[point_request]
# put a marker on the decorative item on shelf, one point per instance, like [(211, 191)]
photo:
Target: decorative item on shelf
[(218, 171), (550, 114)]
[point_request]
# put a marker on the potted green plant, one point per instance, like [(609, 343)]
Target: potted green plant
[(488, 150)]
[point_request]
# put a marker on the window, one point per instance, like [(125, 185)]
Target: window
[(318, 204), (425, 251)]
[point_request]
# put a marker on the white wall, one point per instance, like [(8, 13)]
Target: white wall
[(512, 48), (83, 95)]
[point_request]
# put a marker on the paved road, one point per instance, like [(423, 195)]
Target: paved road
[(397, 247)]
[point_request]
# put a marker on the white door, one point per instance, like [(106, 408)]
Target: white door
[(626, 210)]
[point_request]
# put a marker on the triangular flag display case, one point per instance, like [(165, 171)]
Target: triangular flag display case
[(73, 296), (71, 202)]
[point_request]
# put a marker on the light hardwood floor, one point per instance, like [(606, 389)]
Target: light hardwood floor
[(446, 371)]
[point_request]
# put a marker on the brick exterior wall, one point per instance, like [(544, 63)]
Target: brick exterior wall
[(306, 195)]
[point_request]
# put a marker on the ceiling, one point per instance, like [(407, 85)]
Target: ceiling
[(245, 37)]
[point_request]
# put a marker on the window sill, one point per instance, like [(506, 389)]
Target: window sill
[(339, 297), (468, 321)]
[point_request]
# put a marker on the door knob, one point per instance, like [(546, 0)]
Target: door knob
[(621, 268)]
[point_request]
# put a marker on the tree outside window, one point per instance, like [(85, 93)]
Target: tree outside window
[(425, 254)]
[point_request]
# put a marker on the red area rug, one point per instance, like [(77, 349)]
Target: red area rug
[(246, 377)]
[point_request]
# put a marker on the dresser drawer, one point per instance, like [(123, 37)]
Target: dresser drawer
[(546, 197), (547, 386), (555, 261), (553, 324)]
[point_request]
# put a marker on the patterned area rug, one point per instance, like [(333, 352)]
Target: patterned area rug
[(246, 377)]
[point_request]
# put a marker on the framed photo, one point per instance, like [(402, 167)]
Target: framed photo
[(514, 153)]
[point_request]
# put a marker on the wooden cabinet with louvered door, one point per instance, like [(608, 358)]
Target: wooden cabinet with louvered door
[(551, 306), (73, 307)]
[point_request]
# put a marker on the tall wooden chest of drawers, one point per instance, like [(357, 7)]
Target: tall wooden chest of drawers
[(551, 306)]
•••
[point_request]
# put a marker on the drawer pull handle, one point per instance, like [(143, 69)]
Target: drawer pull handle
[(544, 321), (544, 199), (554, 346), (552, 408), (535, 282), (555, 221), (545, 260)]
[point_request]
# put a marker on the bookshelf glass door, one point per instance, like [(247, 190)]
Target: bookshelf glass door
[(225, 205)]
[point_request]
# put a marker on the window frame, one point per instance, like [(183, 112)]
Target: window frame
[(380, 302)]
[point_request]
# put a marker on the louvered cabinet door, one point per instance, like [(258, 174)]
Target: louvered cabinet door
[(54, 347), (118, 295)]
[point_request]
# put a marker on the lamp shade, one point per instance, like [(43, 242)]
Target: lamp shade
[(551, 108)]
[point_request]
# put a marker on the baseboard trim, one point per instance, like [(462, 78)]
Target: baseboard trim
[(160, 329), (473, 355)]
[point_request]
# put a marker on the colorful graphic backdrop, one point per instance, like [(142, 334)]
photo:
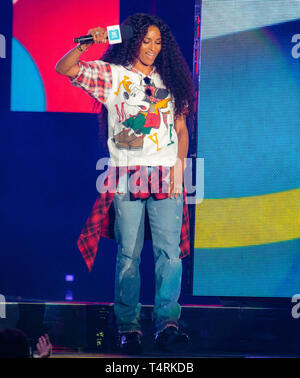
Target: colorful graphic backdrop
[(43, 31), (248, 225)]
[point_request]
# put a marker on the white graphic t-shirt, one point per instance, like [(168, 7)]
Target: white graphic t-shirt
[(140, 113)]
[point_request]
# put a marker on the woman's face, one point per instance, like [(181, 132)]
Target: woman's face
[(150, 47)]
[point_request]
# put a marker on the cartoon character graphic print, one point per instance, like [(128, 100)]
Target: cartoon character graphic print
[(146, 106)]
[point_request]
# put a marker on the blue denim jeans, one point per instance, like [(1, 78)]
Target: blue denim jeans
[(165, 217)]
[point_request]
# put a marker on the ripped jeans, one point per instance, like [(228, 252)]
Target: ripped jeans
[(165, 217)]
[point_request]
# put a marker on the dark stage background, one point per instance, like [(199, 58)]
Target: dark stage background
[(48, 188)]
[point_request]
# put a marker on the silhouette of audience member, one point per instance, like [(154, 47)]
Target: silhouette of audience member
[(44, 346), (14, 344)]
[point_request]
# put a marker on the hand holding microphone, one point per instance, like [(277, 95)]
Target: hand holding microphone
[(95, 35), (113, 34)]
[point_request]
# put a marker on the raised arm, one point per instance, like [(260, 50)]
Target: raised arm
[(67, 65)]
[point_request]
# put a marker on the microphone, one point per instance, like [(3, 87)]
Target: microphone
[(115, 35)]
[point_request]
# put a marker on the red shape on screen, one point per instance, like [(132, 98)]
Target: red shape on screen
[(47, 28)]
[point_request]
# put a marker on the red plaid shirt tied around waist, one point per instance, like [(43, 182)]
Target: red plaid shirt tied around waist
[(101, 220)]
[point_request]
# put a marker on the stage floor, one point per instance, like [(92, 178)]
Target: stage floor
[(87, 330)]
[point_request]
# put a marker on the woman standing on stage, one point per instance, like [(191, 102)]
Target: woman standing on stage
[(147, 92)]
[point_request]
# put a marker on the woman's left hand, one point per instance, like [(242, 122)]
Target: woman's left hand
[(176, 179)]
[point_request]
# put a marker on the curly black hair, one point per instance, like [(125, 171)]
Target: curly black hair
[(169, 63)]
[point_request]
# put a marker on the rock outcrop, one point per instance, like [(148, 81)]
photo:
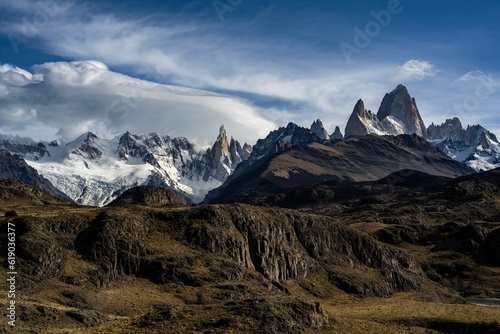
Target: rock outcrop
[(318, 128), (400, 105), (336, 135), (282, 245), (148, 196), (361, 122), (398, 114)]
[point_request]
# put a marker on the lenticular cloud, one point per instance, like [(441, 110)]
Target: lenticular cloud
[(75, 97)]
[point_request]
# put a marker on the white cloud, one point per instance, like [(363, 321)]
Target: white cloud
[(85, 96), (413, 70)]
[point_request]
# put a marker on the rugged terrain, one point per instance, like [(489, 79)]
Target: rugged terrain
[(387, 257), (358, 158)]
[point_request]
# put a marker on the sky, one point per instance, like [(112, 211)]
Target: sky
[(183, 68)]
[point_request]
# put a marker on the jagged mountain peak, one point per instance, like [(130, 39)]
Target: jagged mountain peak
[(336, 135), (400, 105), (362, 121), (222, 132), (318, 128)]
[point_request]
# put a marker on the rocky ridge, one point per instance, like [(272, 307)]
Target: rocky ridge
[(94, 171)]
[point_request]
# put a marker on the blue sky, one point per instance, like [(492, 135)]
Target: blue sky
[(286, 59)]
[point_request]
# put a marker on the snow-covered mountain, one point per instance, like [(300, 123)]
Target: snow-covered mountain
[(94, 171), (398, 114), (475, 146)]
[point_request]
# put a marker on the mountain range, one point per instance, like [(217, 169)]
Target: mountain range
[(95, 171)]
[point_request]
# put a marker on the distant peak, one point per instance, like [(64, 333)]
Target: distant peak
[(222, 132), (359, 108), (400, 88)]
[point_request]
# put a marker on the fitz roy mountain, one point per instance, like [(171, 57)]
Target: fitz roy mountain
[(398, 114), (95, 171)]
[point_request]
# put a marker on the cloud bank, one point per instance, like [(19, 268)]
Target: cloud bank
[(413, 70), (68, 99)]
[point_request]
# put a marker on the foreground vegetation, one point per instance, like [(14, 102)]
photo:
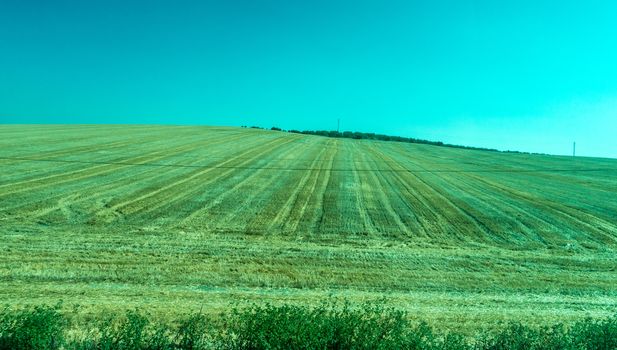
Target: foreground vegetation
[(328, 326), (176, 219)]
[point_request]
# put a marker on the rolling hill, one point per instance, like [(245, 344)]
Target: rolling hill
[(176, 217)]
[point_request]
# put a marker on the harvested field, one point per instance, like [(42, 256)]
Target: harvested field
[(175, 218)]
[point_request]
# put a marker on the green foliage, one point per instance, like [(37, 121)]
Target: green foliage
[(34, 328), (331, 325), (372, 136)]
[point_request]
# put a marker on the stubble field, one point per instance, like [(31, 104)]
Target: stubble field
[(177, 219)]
•••
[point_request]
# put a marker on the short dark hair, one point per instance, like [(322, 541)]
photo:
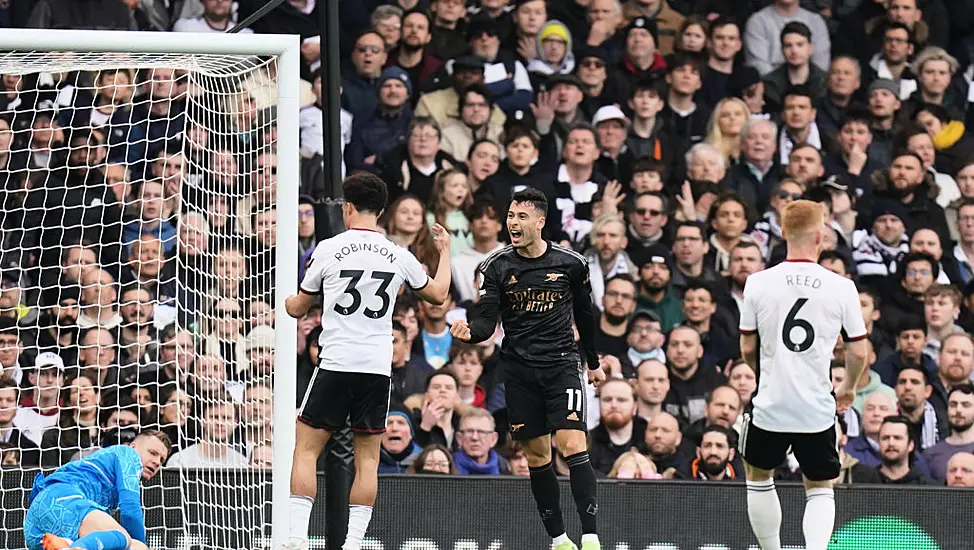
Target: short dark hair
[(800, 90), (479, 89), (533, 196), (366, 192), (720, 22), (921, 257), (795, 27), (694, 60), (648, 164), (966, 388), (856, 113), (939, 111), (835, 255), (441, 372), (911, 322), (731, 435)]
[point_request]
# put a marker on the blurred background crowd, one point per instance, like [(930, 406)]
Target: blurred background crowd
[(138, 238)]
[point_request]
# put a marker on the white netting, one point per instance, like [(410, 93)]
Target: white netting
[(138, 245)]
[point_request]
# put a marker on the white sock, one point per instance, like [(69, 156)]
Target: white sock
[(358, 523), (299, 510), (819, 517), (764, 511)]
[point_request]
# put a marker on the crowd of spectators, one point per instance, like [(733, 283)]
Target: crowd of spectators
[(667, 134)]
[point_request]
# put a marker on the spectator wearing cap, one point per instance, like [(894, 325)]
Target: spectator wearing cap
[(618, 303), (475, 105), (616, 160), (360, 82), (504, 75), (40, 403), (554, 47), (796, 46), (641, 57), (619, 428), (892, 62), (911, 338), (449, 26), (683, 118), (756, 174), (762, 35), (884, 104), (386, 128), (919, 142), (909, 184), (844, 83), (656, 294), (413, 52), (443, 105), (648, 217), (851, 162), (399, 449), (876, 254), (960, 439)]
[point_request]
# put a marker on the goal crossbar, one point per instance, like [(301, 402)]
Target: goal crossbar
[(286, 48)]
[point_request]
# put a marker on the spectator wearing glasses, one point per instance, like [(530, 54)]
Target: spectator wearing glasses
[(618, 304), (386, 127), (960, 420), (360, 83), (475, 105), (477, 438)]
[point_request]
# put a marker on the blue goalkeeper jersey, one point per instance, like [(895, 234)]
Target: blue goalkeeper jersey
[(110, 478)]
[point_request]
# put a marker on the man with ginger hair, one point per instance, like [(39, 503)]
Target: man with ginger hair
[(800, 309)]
•••
# Job
Find each line above that contains the string "shirt", and copy every one of those lines in full.

# Result of this task
# put a marker on the white graphic t-shirt, one point per instance, like [(168, 7)]
Target: white graphic t-shirt
# put a marker on the red plaid shirt tied around waist, one point per instance, like [(43, 182)]
Target: red plaid shirt tied around waist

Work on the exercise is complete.